→ **Exercise goal**
Beginning at the line that contains "Identify the air", reproduce every line to the end of the material without changing any of them.

-*-

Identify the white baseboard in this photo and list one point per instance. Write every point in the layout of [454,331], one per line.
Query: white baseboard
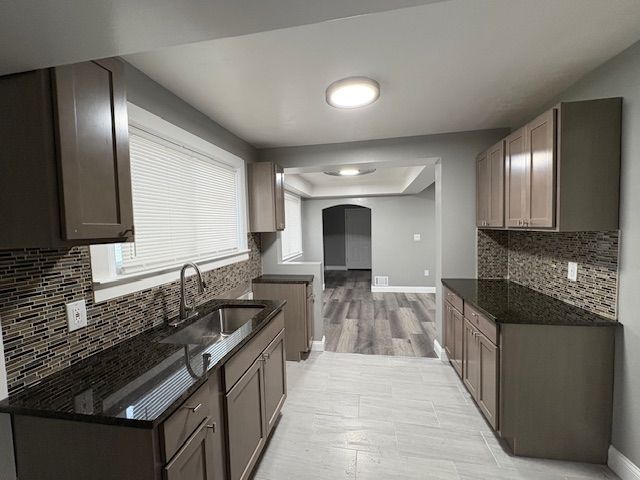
[318,345]
[442,355]
[622,466]
[403,289]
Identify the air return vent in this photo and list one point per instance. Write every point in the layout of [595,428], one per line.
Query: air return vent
[379,281]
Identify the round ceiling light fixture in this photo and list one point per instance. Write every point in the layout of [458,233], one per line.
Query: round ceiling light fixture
[353,92]
[350,172]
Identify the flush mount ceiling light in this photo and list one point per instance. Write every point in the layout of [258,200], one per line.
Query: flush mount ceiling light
[350,172]
[353,92]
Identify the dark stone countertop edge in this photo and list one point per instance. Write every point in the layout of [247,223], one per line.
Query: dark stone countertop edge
[150,424]
[283,278]
[449,283]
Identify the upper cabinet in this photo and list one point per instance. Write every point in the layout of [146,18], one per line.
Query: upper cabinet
[561,170]
[266,197]
[490,187]
[64,176]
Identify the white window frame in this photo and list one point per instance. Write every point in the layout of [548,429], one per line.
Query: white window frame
[293,255]
[107,284]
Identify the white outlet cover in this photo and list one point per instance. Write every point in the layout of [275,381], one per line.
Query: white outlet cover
[77,315]
[572,271]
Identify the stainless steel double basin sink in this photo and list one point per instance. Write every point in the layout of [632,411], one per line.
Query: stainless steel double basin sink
[215,325]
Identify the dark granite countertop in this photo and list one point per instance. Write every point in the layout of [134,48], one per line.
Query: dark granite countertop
[307,279]
[507,302]
[138,382]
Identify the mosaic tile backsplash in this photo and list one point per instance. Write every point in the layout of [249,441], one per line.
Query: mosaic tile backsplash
[538,260]
[35,285]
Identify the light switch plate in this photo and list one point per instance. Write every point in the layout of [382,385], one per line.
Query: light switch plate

-*-

→ **Complete answer**
Identify the air return vent in this photo and list one point per instance. Write every point in the layout of [595,428], one per line.
Query: air return vent
[379,281]
Identify the round ceiling light fixture in this photo and list one point per instance. Write every point in the layout of [458,233], one per line.
Query: round ceiling light fixture
[353,92]
[350,172]
Identify the flush mount ceiling light in this photo and list one point per instance. Write every point in the layout of [258,200], one per line.
Query: flush mount ceiling light
[350,172]
[353,92]
Identify the dark stone countertop edge in this photo and list one point per instance. Write every point in the layout of [247,223], one per line.
Query: dark stone countertop edge
[150,424]
[283,278]
[449,283]
Identify the upper cabinet in this photo and list one point per instance. Write every point in the layout of [146,18], one per line.
Query: upper cabinet
[561,170]
[266,197]
[490,187]
[64,176]
Identify the white window frame in this photo and list one point per instance. Write every point in the layout of [548,429], one per line.
Query: white window frame
[293,255]
[107,284]
Identify the white outlet cover in this photo and list one point per instance. Write every point in the layout of [275,381], one per line.
Query: white outlet cover
[77,315]
[572,271]
Identify the stainless steel double basin sink in this photo and list one point per instance. Write every point in the layout of [632,411], one per line.
Query: stainless steel double basin sink
[215,325]
Identify the dark granite countertop in this photo and list one point per instance. Write every point in the layout of [134,48], one per line.
Query: dark granite countertop
[307,279]
[507,302]
[138,382]
Identify the mosaic tile backsplash in this photo and list one point per instance. Write every point in the layout of [249,441], one per line.
Query: mosaic tile backsplash
[538,260]
[35,285]
Identify the light switch plate in this photo and list one point per instance. Write every point in the layout of [382,385], one per line.
Query: light switch plate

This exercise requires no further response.